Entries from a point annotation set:

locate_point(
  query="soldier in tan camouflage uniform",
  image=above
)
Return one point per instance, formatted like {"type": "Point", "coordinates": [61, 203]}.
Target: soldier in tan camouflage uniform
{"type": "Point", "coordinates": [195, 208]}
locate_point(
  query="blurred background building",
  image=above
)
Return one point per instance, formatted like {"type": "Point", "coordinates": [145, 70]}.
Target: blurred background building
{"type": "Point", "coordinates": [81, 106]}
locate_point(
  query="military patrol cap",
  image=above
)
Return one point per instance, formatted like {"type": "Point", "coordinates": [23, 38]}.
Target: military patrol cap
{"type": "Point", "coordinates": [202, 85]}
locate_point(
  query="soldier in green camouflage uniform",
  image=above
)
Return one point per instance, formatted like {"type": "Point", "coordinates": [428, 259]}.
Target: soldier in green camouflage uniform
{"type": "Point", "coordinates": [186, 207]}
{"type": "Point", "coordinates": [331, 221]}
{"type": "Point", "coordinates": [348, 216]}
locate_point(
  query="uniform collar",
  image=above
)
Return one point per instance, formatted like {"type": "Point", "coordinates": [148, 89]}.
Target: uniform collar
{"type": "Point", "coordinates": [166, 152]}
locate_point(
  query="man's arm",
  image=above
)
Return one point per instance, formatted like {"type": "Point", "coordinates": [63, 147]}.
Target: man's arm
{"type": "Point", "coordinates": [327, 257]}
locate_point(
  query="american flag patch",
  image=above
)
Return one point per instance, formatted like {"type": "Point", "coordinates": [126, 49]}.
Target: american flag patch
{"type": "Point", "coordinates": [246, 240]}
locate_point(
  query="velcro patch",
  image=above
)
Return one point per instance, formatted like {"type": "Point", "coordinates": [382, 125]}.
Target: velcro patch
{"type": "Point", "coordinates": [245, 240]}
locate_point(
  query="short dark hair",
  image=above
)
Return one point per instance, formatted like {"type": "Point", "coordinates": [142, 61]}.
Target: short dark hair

- Set task -
In full and verbatim, repeat the records given above.

- Response to the task -
locate_point(
  query="soldier in tan camouflage uniform",
  image=above
)
Return one point per instance, formatted like {"type": "Point", "coordinates": [61, 203]}.
Target: soldier in tan camouflage uniform
{"type": "Point", "coordinates": [195, 208]}
locate_point(
  query="blurred background building",
  image=above
)
Return one point per instance, formatted like {"type": "Point", "coordinates": [145, 70]}.
Target: blurred background building
{"type": "Point", "coordinates": [81, 106]}
locate_point(
  query="military patrol cap",
  image=above
)
Return one point per instance, formatted like {"type": "Point", "coordinates": [23, 38]}.
Target: military patrol cap
{"type": "Point", "coordinates": [202, 85]}
locate_point(
  query="soldier in green camouflage uniform",
  image=above
)
Return one point per instance, formatted like {"type": "Point", "coordinates": [428, 259]}.
Target: soldier in green camouflage uniform
{"type": "Point", "coordinates": [186, 207]}
{"type": "Point", "coordinates": [331, 221]}
{"type": "Point", "coordinates": [348, 216]}
locate_point(
  query="uniform collar",
  image=above
)
Return one point per instance, formatted like {"type": "Point", "coordinates": [148, 89]}.
Target: uniform collar
{"type": "Point", "coordinates": [166, 152]}
locate_point(
  query="man's arm",
  image=above
)
Return one point per instance, formatted like {"type": "Point", "coordinates": [63, 147]}.
Target: man's arm
{"type": "Point", "coordinates": [327, 257]}
locate_point(
  query="american flag patch",
  image=above
)
Return one point per instance, formatted like {"type": "Point", "coordinates": [126, 49]}.
Target: american flag patch
{"type": "Point", "coordinates": [246, 240]}
locate_point(
  query="velcro patch",
  image=above
)
Return one point per instance, formatted like {"type": "Point", "coordinates": [382, 125]}.
Target: velcro patch
{"type": "Point", "coordinates": [245, 240]}
locate_point(
  query="short dark hair",
  image=above
)
Return one point per instance, formatted like {"type": "Point", "coordinates": [142, 61]}.
Target: short dark hair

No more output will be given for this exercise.